Page extract:
# Downed trees blocking trails



## hberrie (Apr 28, 2012)

What do you do if you are following a trail and there is a tree blocking the way and no way to go around? The last time I tried to jump a fallen tree in a western saddle I ended up wrapped around my horses neck on the landing. I am not a good jumper, but I hate having to turn around. i know this is a stupid question, but I was just wondering if everyone else would jump it or turn around and take a different route?


----------



## cakemom (Jul 4, 2010)

If it were jump able I'd go for it, or get down and lead the horse to jump it in hand.
_Posted via Mobile Device_


----------



## PaintHorseMares (Apr 19, 2008)

Typically we would jump it. You're right to be careful, though, as many horses that are not used to jumping will jump a tree trunk like it's 10' tall and give you a big jolt.
_Posted via Mobile Device_


----------



## DancingArabian (Jul 15, 2011)

Depends on how big it is and who Im with. Alone I'd jump iit. However I really doubt you're crossing anything 3' tall. Probably not even 2' tall. I'd make my horse wall over it if I'm with people in western saddles. Those horns can jab you pretty good and I wouldn't want to force that "fun" on someone! Your horse should be able to walk over an obstacle without defaulting to jumping.
_Posted via Mobile Device_


----------



## Endiku (Dec 6, 2010)

If I can, I'll ride my horse at a walk over it. Thats the first option. Most of our animals will confidently step over anything a few inches lower than their belly. Sometimes I'll dismount and let them creep over it without my added weight. If its too tall, and I'm confident that I can jump it- I will- but I do not jump as a rule very often (western rider) and will advoid it if at all possible.


----------



## NorthernMama (Mar 12, 2008)

I rarely jump on the trails because there are too many unknowns on my trails. Footing changes from day to day and what if an animal decided to make a burrow right where my horse is going to land? Nah, no jumping for me. If it's too tall for my horse to walk over and too big to move either on or off the horse, I will find a way around. Look harder for a way around. Unless there are cliffs on both sides, there's just gotta be a way!  

I sometimes go on trails where the downed trees never seem to get moved, so instead the trail gets moved around them!


----------



## gunslinger (Sep 17, 2011)

The Cohutta wilderness area combined with the Big Frog Wilderness area makes up the largest wilderness east of the Mississippi river. While the mountains are not nearly as high as out west, they are steep.

My wife and I ride a lot in the rugged southern Appalachian mountains and on one occasion we had a tree that was across the trail and cliffs on both sides.

A 12 mile ride turned into a 22 mile ride, as we rode the same way out rather than making the loop and we got back right at dark.

We take small hand saws, but this tree was huge. 

Every time we ride in the wilderness, we take enough equipment to be comfortable should we need to spend the night.

So, yes, it can happen, and in fact, has happened to me.


----------



## Amlalriiee (Feb 22, 2010)

Raw records:
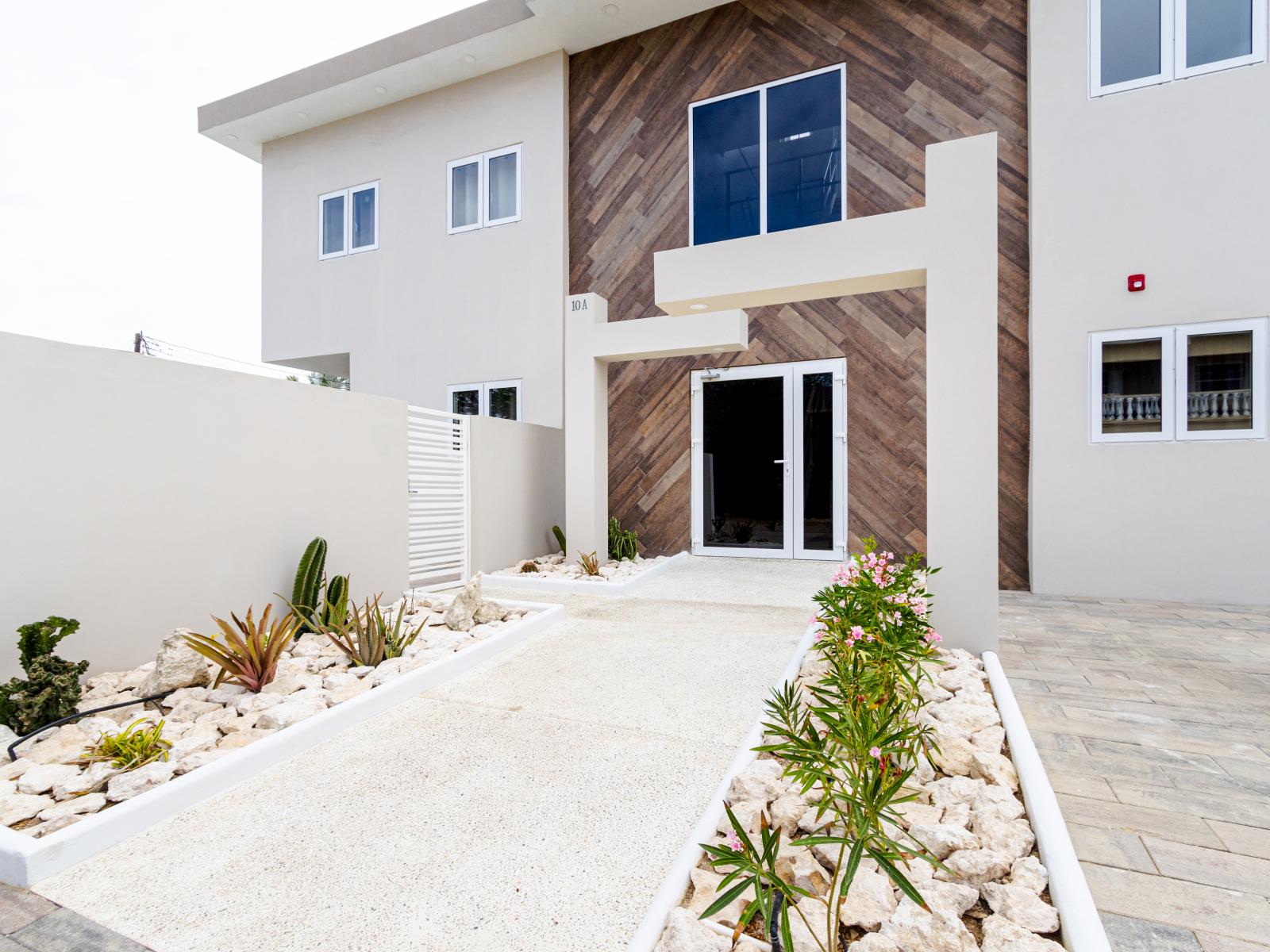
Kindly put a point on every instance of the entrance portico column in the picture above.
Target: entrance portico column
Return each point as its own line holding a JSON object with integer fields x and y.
{"x": 591, "y": 343}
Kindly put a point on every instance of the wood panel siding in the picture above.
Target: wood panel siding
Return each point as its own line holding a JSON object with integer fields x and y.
{"x": 918, "y": 71}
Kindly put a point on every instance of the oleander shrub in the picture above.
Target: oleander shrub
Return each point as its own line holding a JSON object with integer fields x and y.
{"x": 854, "y": 733}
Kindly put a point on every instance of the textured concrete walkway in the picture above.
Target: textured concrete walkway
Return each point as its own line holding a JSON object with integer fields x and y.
{"x": 533, "y": 804}
{"x": 1153, "y": 723}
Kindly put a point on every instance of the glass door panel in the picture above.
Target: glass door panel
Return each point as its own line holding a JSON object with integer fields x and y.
{"x": 745, "y": 463}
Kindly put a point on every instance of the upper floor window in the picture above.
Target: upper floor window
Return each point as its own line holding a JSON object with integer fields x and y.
{"x": 768, "y": 158}
{"x": 348, "y": 221}
{"x": 1194, "y": 381}
{"x": 1143, "y": 42}
{"x": 484, "y": 190}
{"x": 501, "y": 399}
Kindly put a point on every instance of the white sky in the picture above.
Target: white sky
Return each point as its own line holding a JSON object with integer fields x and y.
{"x": 117, "y": 215}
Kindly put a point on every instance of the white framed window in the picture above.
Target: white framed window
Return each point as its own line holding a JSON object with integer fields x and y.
{"x": 1185, "y": 382}
{"x": 348, "y": 221}
{"x": 768, "y": 158}
{"x": 484, "y": 190}
{"x": 499, "y": 399}
{"x": 1145, "y": 42}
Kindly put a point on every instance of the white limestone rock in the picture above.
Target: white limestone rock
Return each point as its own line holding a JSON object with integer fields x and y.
{"x": 705, "y": 892}
{"x": 461, "y": 611}
{"x": 126, "y": 786}
{"x": 88, "y": 804}
{"x": 870, "y": 900}
{"x": 1029, "y": 873}
{"x": 1022, "y": 907}
{"x": 1000, "y": 801}
{"x": 1013, "y": 839}
{"x": 990, "y": 739}
{"x": 685, "y": 933}
{"x": 289, "y": 714}
{"x": 17, "y": 808}
{"x": 943, "y": 839}
{"x": 42, "y": 777}
{"x": 787, "y": 812}
{"x": 760, "y": 782}
{"x": 177, "y": 666}
{"x": 995, "y": 768}
{"x": 1000, "y": 935}
{"x": 975, "y": 866}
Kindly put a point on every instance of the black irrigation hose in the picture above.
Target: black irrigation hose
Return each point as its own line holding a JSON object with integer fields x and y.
{"x": 83, "y": 714}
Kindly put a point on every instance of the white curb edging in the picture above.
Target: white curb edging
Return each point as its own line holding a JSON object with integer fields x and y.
{"x": 1070, "y": 892}
{"x": 25, "y": 861}
{"x": 670, "y": 894}
{"x": 527, "y": 582}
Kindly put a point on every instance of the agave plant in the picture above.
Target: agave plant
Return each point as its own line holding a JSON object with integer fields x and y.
{"x": 368, "y": 638}
{"x": 251, "y": 653}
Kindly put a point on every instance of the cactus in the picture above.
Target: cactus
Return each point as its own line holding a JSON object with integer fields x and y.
{"x": 51, "y": 689}
{"x": 334, "y": 609}
{"x": 306, "y": 592}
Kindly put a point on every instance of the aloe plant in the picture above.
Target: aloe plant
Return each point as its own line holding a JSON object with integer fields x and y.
{"x": 306, "y": 590}
{"x": 252, "y": 649}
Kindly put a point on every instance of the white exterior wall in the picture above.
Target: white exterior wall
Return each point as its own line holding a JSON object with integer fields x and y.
{"x": 141, "y": 495}
{"x": 427, "y": 309}
{"x": 1168, "y": 181}
{"x": 518, "y": 492}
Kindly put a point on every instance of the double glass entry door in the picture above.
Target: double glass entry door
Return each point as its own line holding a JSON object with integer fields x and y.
{"x": 768, "y": 460}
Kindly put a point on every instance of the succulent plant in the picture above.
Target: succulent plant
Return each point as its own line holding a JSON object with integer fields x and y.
{"x": 51, "y": 689}
{"x": 252, "y": 649}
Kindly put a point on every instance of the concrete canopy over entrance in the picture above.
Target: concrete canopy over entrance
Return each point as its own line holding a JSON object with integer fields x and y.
{"x": 949, "y": 247}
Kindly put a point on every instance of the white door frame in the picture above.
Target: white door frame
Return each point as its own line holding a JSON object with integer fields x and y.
{"x": 791, "y": 463}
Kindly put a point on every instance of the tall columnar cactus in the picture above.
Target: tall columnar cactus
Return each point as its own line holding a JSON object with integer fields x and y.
{"x": 51, "y": 689}
{"x": 306, "y": 593}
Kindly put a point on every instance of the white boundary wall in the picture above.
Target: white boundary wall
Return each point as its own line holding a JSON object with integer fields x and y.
{"x": 141, "y": 495}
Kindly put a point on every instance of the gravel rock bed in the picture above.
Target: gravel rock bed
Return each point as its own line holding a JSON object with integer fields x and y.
{"x": 554, "y": 566}
{"x": 44, "y": 790}
{"x": 968, "y": 812}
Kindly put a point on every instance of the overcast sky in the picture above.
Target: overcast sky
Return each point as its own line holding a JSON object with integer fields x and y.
{"x": 117, "y": 215}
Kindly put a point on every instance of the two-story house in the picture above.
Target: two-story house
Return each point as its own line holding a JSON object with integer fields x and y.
{"x": 432, "y": 198}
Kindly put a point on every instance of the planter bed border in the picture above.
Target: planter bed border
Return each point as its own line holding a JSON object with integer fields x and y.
{"x": 525, "y": 582}
{"x": 1081, "y": 927}
{"x": 25, "y": 861}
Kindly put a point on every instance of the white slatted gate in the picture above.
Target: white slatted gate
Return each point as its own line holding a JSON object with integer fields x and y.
{"x": 440, "y": 505}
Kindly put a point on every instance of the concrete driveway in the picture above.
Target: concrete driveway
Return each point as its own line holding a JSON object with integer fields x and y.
{"x": 533, "y": 804}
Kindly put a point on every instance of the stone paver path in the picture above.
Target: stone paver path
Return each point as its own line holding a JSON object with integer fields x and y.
{"x": 1153, "y": 723}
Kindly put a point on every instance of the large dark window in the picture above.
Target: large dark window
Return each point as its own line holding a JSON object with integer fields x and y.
{"x": 749, "y": 183}
{"x": 725, "y": 169}
{"x": 804, "y": 152}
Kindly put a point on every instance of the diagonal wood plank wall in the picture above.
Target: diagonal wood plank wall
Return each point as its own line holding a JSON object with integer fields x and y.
{"x": 918, "y": 71}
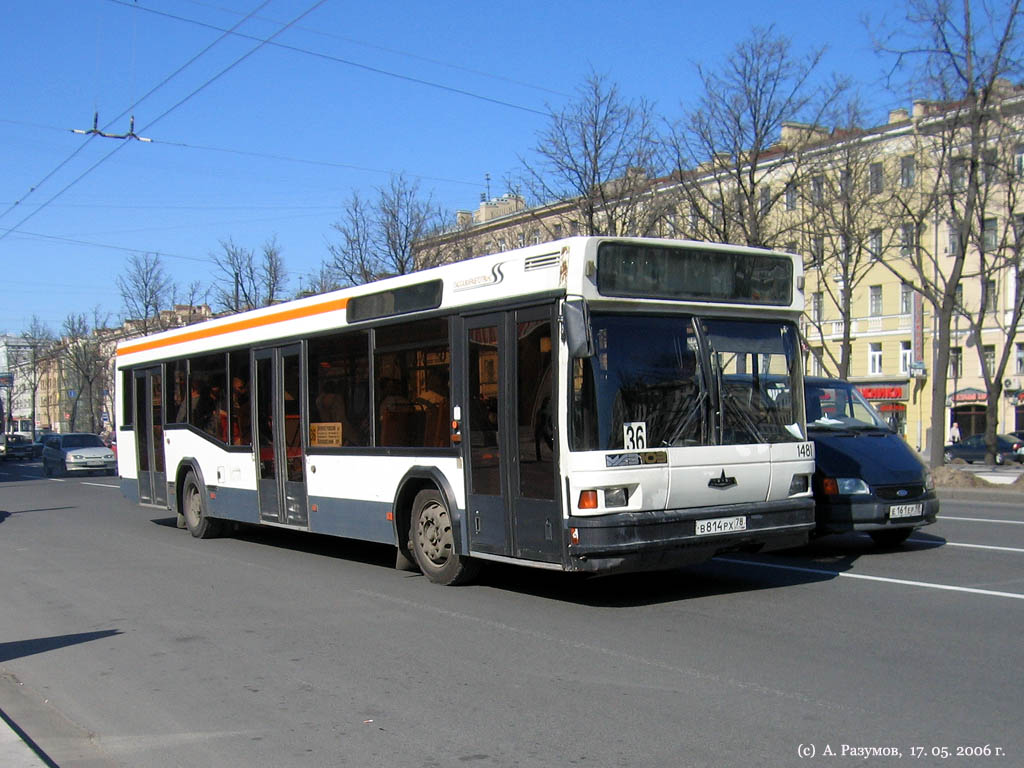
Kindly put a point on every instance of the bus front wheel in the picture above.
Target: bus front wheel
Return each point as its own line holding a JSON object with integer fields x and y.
{"x": 433, "y": 542}
{"x": 194, "y": 510}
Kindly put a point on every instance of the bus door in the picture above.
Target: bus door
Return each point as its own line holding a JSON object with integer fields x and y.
{"x": 508, "y": 434}
{"x": 278, "y": 418}
{"x": 150, "y": 436}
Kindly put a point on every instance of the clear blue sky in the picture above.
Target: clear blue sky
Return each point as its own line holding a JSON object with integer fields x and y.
{"x": 209, "y": 174}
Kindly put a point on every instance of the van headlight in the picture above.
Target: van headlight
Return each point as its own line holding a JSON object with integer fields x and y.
{"x": 845, "y": 486}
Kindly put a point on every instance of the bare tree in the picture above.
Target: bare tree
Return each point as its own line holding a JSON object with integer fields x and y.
{"x": 87, "y": 360}
{"x": 246, "y": 282}
{"x": 353, "y": 258}
{"x": 733, "y": 159}
{"x": 601, "y": 154}
{"x": 37, "y": 348}
{"x": 964, "y": 61}
{"x": 386, "y": 237}
{"x": 324, "y": 280}
{"x": 145, "y": 291}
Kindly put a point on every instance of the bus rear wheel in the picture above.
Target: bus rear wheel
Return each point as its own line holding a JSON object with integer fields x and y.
{"x": 433, "y": 542}
{"x": 194, "y": 510}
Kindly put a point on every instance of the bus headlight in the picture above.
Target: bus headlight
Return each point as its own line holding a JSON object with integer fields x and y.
{"x": 616, "y": 497}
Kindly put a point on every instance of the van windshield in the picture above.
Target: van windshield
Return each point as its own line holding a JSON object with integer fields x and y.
{"x": 839, "y": 404}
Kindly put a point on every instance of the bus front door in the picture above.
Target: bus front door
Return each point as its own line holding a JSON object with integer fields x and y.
{"x": 278, "y": 435}
{"x": 508, "y": 435}
{"x": 150, "y": 436}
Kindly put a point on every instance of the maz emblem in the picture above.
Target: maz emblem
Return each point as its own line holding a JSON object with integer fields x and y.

Things to do:
A: Reproduce the entries from the line containing "Kindly put a point on every instance of the van headlight" through the last line of the entries, both ends included, as a numbered list with blank lines dropped.
B: Write the next part of the thread on downed trees blocking trails, starting after its final line.
The entries and the thread on downed trees blocking trails are unrelated to each other.

Answers given:
A:
1. Kindly put a point on every instance of the van headlight in the picture above.
2. Target: van headlight
3. Return each point as its own line holding a JSON object with integer fields x and y.
4. {"x": 845, "y": 486}
5. Kindly put a point on every instance of the bare tree in the picture above.
6. Target: bare tree
7. Return each point as its own line holding a JSON object with integer fields x and y.
8. {"x": 87, "y": 360}
9. {"x": 246, "y": 282}
10. {"x": 353, "y": 258}
11. {"x": 733, "y": 159}
12. {"x": 601, "y": 154}
13. {"x": 37, "y": 348}
14. {"x": 964, "y": 61}
15. {"x": 386, "y": 237}
16. {"x": 324, "y": 280}
17. {"x": 145, "y": 291}
18. Kindly put a point on every instance of the bus rear wheel in the picture above.
19. Target: bus rear wheel
20. Return each point as its own line holding a JSON object with integer fields x and y.
21. {"x": 433, "y": 542}
22. {"x": 194, "y": 510}
23. Kindly put a point on every instance of the bus headlight in the picture above.
24. Target: bus headlight
25. Return each point as its own line holding a JSON object with integer fields x and y.
26. {"x": 616, "y": 497}
27. Kindly put a point on every instance of the van windshield in the picture above.
28. Target: van windshield
29. Return each point as its own line holding a JSON object with integer fields x and y.
30. {"x": 839, "y": 404}
31. Kindly put a point on every instance of the bus front door in the picture above.
32. Target: bus front door
33. Return each point as its own line holding a JSON object with integer fields x and y.
34. {"x": 278, "y": 435}
35. {"x": 508, "y": 435}
36. {"x": 150, "y": 436}
37. Kindly put a point on every instance of the maz emblem in the picture above.
38. Target: maz emblem
39. Return each point as its own line holding a JSON object with integer fields x and y.

B:
assuming you can't just step over it or around it, I would get off and try to move it. (You'd be amazed how easily you can unblock a trail sometimes just by picking up one end and swinging it around to the side) If its not budging, I blaze a path around it. That can be hard here as the Maine woods are very thick in parts and it can be hard to fit through anywhere that is not directly trail. Sometimes I get off and walk her for that part so that I can move things out of the way and not worry about losing a knee cap on a tree.


----------



## NorthernMama (Mar 12, 2008)

gunslinger said:


> cliffs on both sides.


Yup, them nasty dual-sided cliff trails must be a real downer. :lol: I don't have those around here!


----------



## Saddlebag (Jan 17, 2011)

My trail horse was a big stout horse which I rode with a roping saddle. I always carried a rope for just such occasions. Carried one in the truck too as sometimes trees were across the main road.


----------



## waresbear (Jun 18, 2011)

I love jumping downed trees on the trail, I ride english mostly and those trees are usually the perfect little jumps. The ones I hate are the trees that fall & get hung up on another tree making it unjumpable & unduckable. I have to go around through the bush!


----------



## Celeste (Jul 3, 2011)

We usually can go around if it is stuck so that it is sitting too high to jump. I don't mind jumping a little log even in a western saddle if my horse will do it. She sometimes is suspicious that there is a monster there.....
Eventually she will go over it if she can look it over for ghosts and goblins.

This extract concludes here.